Work instructions: The required output is the line containing "Look at the photo above. For each instance of the illuminated" followed by every line after it to the end of the listing, each written out exactly.

Dataset entries:

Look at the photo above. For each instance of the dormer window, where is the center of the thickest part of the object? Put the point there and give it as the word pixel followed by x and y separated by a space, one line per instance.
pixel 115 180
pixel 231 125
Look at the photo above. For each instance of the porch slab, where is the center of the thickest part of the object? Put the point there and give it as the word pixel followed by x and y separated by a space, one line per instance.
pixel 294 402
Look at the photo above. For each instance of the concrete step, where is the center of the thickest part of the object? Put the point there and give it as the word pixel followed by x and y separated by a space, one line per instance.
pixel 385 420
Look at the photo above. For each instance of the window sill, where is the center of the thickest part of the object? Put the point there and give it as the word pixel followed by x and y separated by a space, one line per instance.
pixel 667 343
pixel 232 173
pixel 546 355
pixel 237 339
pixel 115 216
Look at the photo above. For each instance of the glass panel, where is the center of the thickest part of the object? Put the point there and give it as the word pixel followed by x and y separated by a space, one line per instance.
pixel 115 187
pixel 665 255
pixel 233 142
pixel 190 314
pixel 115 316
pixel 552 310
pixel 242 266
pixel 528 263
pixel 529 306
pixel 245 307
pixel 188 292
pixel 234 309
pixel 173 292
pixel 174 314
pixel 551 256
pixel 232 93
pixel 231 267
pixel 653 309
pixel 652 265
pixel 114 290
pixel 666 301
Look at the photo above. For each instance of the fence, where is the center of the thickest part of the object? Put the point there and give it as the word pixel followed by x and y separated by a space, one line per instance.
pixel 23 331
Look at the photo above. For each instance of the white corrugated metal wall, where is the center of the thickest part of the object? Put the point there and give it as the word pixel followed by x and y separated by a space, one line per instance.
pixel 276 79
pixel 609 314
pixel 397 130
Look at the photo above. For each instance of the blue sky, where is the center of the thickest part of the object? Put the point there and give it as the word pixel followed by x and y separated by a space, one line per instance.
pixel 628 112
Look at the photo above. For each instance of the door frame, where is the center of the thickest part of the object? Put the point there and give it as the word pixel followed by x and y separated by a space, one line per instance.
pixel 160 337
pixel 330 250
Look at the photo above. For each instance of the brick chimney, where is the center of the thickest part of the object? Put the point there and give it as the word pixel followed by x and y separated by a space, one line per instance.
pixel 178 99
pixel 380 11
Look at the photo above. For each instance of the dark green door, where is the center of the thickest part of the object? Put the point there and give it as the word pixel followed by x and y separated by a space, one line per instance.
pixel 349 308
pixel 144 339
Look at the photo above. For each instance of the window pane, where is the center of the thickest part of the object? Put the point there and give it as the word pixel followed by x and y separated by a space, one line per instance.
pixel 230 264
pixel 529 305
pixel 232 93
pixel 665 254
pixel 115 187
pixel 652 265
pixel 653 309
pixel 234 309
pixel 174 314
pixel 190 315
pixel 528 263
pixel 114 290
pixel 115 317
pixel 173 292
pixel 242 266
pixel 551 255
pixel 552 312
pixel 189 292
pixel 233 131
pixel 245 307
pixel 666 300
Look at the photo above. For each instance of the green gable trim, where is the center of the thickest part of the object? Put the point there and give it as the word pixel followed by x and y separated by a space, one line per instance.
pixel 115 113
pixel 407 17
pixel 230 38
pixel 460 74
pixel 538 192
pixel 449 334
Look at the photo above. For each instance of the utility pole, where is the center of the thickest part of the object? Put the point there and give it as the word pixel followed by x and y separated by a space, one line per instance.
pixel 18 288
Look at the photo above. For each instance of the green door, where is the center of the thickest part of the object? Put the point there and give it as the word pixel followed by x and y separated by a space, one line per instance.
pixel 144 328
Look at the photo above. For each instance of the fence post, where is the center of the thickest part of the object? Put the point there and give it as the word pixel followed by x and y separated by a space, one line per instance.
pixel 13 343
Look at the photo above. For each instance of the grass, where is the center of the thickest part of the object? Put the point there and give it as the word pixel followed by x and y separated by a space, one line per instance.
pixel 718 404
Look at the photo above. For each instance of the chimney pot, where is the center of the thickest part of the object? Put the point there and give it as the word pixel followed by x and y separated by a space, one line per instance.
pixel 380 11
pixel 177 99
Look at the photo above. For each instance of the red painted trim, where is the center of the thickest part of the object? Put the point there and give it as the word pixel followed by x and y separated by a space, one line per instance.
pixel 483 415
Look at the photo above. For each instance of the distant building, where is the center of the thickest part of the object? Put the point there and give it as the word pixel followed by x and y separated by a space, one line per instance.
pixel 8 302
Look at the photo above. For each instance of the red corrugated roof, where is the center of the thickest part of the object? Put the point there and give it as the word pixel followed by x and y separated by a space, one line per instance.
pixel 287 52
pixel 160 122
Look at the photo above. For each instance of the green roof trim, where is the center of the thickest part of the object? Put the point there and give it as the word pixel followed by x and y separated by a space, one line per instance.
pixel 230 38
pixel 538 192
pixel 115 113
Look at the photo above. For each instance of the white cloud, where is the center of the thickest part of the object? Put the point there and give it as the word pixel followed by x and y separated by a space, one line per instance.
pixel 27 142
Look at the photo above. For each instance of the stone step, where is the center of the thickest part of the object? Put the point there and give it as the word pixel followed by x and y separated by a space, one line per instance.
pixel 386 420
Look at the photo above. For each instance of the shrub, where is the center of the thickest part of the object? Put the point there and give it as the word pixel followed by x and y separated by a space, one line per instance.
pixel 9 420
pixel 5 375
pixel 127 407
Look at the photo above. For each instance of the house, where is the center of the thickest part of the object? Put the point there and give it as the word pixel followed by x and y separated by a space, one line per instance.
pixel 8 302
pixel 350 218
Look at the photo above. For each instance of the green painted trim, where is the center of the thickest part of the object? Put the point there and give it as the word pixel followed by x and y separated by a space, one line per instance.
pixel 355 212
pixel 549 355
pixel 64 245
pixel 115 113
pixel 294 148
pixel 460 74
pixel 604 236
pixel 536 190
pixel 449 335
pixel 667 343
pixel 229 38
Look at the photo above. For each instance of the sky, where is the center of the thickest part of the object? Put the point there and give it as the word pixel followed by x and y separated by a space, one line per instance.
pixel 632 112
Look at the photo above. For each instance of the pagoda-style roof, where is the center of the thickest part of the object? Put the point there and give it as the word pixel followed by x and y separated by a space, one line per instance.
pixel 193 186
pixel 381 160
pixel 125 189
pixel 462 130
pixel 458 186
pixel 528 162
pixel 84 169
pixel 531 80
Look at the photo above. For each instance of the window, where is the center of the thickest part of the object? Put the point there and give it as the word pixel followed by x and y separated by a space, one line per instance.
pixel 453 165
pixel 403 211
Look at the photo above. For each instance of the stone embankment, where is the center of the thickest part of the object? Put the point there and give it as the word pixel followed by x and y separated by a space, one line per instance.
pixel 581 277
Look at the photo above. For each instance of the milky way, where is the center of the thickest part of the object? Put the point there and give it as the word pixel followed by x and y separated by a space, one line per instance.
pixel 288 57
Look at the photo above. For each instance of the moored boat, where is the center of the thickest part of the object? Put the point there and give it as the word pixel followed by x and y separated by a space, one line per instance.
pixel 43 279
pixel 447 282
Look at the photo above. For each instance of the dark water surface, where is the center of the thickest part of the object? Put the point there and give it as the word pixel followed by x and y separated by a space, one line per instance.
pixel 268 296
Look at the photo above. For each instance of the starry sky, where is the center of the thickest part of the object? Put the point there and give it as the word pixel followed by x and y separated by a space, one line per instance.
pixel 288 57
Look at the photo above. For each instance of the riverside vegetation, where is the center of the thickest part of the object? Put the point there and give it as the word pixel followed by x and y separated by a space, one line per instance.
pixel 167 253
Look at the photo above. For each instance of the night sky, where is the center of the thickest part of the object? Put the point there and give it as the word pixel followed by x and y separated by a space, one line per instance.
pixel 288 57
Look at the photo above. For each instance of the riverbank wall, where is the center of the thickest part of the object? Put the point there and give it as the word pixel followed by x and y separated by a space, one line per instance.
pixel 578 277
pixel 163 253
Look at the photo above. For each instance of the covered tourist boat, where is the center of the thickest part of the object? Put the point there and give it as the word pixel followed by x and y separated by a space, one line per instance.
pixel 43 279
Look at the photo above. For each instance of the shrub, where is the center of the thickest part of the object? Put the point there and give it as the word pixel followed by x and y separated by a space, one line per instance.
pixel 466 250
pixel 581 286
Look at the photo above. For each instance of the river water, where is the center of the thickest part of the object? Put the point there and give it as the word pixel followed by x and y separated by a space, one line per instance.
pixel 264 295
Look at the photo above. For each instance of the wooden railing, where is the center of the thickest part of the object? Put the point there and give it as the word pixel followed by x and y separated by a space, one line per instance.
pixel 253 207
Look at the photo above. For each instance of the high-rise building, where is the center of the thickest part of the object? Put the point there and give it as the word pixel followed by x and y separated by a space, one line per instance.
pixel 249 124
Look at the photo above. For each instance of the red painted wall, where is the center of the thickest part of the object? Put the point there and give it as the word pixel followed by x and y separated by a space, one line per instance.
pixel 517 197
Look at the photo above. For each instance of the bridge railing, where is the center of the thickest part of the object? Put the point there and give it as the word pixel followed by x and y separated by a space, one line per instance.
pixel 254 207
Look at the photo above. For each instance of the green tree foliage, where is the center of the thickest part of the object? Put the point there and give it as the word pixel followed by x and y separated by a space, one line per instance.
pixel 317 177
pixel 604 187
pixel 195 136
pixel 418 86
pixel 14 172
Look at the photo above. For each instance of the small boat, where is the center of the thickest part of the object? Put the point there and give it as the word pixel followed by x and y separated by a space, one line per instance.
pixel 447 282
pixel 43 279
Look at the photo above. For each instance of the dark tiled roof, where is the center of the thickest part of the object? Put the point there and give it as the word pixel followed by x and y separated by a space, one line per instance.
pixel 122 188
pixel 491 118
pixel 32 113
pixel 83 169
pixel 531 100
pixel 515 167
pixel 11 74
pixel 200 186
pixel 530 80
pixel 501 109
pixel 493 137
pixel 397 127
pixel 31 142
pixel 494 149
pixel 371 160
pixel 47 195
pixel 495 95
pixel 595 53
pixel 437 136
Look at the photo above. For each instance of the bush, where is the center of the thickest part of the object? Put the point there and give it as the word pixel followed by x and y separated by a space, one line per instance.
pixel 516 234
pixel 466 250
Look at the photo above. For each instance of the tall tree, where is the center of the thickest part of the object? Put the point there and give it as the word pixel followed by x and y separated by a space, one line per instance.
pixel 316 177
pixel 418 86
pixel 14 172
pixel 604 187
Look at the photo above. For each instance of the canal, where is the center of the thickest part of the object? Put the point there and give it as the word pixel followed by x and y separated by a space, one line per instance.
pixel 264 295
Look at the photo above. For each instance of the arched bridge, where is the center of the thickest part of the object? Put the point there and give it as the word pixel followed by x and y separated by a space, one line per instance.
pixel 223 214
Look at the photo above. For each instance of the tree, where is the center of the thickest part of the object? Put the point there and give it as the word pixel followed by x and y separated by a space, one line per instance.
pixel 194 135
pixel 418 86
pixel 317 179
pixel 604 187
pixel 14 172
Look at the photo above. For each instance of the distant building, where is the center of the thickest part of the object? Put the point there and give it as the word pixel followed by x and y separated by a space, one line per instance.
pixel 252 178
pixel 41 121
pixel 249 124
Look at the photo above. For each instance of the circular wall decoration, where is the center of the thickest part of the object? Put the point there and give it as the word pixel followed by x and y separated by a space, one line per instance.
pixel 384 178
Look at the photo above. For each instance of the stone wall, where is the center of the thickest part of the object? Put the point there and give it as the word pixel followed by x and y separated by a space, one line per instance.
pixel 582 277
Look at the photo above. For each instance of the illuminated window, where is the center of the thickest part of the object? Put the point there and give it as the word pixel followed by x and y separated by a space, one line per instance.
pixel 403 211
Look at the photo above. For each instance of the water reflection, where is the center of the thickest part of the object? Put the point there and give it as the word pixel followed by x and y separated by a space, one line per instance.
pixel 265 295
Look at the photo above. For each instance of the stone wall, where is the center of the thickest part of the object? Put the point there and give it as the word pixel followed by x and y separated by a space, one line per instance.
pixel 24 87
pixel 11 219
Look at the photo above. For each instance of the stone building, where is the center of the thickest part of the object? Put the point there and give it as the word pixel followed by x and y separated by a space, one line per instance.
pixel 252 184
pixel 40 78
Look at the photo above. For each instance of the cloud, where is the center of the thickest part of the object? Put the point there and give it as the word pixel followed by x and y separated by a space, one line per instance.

Answer space:
Look at the photo above. For each instance of the illuminated window, where is the center of the thickest part of the object? Put the point there and give it as the word pixel followed by x and y separated by a space, one line per instance.
pixel 403 211
Look at the photo above. For each instance of the water reflection, where is the center of the thickest part of the object? Put the point there and give it as the word pixel followed by x and y separated by a space, one line per instance.
pixel 265 295
Look at the photo above. For each instance of the stone wall, where is the center of the thickest part of the object? Put the point there and give it as the word pixel followed by x and y separated by a space, one line per instance.
pixel 24 87
pixel 11 219
Look at the photo above. For each instance of the stone building, where is the center of the thickest part of the object? Put the point there and give it as the word pixel followed by x and y separated by a space, one line per instance.
pixel 252 184
pixel 40 78
Look at the photo above. For each instance of the cloud, where is the center of the thickest part of the object? Put the point there and give it as the word pixel followed by x and y separated by a space, one line per instance.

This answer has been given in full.